• _Source passage_
◇ ◇ ◇

No they are better with Ai NOT DOMINATING THE BALL!
If Ai took 10 less shots they would be so much better


----------



## Chalie Boy

:whofarted


----------



## tone wone

some need to work on their thread making skills


----------



## ChiBron

Much like how LA was better w/o Kobe last season.


----------



## grizzos

I would love to see their record when AI is out.. it is far better than what it is with him in the lineup.


BTW Lakers are 0 - 2 without kobe.. thanks for bringing it up


----------



## DaBigTicketKG21

grizzos said:


> I would love to see their record when AI is out.. it is far better than what it is with him in the lineup.
> 
> 
> BTW Lakers are 0 - 2 without kobe.. thanks for bringing it up


You shouldnt have brought that up because someone* will get the records from previous years with Iverson out and you will look like a fool.

*Can I get a volunteer?


----------



## tone wone

SPMJ said:


> Much like how LA was better w/o Kobe last season.


 except they weren't


----------



## GTA Addict

http://www.basketballboards.net/forum/showthread.php?t=189024 



Ras said:


> People always say Iverson's biggest fault is the amount of shots he takes. Well I did my homework, and this turns out to be not true. It seems the Sixers win more games when Iverson takes more shots.
> 
> _*2004-2005*_*
> 
> _Less than 25 shot attempts:_ *18-20 / 47.4%* - Over an 82 game stretch, that equals a record of roughly 39-43.

◇ ◇ ◇

• _Directions for this task_
Reproduce the forum thread verbatim from "## GTA Addict" to "takes more shots.". Rely only on the forum thread above.

(A run of records)
◇ ◇ ◇

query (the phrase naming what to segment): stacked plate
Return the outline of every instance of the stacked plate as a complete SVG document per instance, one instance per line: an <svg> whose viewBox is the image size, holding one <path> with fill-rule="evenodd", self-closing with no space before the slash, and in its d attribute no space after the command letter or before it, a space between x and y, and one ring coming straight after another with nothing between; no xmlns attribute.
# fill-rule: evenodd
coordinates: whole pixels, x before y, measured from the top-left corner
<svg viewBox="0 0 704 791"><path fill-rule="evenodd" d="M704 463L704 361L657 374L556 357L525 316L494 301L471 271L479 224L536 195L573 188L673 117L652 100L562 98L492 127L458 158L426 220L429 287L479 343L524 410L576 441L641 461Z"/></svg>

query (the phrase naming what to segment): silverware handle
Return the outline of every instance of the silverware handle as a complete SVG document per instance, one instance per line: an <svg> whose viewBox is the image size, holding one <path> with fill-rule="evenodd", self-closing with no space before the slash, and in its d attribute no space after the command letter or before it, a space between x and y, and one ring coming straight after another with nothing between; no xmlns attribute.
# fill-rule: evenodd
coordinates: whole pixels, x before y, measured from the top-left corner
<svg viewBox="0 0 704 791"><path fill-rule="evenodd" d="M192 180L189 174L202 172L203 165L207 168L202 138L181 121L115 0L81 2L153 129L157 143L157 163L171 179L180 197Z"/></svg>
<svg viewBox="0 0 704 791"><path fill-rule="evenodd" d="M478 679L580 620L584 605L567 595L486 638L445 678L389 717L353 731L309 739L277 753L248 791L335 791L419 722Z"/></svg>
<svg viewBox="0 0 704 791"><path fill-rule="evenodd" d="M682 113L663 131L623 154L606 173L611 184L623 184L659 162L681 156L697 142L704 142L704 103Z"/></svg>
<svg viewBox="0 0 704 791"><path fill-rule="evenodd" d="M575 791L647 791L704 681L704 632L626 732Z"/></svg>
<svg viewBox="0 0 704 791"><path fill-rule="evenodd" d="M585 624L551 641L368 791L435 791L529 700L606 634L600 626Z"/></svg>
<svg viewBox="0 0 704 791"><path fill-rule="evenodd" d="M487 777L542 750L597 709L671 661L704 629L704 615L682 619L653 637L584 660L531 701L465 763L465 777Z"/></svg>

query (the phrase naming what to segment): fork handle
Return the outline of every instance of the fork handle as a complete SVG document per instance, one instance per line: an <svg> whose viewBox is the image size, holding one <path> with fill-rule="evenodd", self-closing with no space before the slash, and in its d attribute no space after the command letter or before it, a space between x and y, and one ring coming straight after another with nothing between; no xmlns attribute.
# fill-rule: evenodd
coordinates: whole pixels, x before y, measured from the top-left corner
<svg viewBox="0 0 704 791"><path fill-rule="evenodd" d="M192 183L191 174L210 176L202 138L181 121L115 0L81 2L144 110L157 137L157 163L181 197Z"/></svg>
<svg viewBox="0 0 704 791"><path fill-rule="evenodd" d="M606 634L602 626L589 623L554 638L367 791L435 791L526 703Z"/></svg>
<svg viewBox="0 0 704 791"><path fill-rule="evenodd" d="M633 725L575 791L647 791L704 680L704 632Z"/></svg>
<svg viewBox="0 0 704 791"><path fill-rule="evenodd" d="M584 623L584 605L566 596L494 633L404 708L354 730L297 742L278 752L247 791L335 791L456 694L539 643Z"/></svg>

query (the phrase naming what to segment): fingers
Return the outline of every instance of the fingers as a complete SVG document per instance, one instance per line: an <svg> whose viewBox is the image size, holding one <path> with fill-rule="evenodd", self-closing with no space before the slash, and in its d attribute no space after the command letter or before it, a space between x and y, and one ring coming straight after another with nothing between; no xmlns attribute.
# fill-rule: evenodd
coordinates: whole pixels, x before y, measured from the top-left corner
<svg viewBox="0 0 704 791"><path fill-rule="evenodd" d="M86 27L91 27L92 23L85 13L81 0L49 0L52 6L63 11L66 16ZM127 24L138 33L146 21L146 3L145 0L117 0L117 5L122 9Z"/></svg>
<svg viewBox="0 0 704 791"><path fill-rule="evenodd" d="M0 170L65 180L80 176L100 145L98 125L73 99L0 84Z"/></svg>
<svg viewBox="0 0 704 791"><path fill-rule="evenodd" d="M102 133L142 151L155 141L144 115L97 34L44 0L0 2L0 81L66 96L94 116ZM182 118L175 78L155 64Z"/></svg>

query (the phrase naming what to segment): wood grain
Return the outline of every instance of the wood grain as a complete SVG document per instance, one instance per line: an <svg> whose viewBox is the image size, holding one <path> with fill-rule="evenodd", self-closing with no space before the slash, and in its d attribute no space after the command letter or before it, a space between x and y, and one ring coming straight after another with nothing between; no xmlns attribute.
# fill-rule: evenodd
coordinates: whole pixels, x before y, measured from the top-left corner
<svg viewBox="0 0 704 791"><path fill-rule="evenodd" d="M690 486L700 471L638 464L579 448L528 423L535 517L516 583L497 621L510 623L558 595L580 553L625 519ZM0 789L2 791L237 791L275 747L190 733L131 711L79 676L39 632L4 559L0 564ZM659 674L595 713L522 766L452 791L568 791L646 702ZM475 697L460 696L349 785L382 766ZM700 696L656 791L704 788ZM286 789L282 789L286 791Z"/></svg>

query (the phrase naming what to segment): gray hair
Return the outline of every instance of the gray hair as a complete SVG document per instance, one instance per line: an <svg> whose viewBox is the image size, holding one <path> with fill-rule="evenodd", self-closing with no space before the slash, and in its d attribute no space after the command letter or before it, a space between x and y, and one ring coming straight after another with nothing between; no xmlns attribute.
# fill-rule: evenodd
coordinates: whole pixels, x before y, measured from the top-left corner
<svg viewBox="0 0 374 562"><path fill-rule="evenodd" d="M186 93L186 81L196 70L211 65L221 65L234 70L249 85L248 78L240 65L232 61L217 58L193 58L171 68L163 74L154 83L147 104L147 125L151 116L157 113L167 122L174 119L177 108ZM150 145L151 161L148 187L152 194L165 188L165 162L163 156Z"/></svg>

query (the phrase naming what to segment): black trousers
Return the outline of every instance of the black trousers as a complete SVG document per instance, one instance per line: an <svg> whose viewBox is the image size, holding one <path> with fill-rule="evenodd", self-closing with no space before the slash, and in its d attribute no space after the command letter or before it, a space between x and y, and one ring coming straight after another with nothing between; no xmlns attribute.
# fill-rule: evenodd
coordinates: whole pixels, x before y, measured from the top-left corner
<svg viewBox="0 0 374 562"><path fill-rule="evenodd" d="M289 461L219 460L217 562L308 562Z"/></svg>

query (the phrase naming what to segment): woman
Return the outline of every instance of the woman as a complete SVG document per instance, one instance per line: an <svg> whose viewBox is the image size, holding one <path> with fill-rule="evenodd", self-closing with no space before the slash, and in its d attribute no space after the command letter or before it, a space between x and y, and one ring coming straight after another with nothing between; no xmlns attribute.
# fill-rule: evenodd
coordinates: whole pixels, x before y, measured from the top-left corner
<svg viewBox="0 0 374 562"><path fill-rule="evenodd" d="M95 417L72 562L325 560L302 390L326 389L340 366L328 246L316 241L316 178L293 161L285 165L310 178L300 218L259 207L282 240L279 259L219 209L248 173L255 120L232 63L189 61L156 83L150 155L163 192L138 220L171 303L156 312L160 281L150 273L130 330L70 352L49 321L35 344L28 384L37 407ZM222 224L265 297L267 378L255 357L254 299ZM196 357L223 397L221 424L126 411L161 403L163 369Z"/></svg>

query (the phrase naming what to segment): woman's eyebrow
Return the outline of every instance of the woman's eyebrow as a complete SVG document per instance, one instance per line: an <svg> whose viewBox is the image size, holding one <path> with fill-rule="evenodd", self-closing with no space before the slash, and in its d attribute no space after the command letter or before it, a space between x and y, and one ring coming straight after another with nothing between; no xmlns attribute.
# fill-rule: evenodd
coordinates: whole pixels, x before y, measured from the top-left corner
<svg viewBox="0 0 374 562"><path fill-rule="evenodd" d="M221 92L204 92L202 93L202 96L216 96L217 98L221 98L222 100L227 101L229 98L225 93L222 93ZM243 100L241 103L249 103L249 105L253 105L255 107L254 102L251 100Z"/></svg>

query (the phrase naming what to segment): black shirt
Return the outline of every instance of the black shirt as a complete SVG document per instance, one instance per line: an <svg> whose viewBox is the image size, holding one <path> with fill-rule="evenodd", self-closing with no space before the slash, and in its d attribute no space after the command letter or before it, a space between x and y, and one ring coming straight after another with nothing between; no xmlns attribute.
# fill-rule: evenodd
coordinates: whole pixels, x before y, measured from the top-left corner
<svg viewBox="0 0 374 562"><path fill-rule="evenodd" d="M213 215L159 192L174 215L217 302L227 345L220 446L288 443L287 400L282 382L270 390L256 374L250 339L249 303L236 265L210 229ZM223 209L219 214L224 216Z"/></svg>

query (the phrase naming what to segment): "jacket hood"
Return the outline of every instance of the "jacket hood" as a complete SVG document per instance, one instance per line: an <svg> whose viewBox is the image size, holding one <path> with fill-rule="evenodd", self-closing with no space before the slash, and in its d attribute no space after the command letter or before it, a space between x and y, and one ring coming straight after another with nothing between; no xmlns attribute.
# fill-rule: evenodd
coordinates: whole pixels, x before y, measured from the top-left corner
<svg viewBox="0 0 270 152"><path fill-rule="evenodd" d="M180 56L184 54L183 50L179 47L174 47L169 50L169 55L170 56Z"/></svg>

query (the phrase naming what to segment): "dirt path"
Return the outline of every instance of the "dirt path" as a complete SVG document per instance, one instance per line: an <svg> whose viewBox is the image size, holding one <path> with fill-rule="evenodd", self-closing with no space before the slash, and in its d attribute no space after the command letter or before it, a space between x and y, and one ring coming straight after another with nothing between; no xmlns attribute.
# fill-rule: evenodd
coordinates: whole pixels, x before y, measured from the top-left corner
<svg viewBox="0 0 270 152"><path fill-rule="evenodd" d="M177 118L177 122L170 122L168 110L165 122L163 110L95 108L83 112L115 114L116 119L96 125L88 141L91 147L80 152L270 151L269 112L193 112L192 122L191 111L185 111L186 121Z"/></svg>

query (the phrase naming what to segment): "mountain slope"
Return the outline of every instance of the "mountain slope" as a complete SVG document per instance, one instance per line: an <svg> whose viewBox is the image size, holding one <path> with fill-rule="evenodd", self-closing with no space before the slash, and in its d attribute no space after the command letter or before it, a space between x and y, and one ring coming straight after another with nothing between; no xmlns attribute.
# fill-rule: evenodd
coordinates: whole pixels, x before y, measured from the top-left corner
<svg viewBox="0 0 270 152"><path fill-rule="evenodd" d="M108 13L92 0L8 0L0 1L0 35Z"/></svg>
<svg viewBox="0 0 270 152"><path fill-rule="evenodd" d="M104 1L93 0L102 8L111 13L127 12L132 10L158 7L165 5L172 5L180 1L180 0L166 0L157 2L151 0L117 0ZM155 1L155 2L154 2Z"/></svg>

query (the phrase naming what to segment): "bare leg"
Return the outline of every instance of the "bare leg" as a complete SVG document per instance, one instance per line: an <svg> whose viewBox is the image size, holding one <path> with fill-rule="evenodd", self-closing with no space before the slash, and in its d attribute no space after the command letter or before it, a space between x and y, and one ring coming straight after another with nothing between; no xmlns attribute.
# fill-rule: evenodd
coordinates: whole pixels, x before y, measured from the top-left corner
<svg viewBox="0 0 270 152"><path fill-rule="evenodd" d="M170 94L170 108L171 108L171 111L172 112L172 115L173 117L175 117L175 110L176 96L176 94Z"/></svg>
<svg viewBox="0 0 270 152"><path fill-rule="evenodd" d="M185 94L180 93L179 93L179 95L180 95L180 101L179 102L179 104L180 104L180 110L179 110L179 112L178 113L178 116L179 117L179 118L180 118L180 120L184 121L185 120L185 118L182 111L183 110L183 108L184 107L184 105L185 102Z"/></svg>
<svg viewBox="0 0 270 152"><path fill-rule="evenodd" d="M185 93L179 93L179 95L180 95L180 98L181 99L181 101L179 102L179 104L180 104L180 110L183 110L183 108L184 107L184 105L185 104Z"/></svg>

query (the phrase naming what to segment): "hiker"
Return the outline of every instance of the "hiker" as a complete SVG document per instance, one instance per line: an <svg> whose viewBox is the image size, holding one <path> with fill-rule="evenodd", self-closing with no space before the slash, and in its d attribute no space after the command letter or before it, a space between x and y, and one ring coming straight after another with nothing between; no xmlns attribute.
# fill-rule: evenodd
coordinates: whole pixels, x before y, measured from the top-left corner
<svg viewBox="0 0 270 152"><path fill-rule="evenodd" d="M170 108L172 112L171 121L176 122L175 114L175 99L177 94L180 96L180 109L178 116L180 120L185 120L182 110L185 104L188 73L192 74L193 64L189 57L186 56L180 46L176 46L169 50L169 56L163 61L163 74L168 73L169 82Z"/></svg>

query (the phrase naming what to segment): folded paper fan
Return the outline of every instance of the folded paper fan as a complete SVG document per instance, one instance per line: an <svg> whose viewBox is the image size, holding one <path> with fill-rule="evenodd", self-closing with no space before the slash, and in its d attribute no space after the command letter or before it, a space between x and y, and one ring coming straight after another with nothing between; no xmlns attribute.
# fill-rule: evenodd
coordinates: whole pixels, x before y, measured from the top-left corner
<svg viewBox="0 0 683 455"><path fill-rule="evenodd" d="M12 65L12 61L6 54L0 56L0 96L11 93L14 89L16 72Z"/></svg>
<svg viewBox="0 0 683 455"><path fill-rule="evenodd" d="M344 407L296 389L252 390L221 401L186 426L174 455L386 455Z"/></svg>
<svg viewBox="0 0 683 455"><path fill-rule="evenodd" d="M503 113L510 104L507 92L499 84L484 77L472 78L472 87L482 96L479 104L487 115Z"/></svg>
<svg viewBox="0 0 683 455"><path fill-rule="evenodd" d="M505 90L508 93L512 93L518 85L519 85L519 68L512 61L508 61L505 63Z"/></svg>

◇ ◇ ◇

• _Task result_
## GTA Addict

http://www.basketballboards.net/forum/showthread.php?t=189024 



Ras said:


> People always say Iverson's biggest fault is the amount of shots he takes. Well I did my homework, and this turns out to be not true. It seems the Sixers win more games when Iverson takes more shots.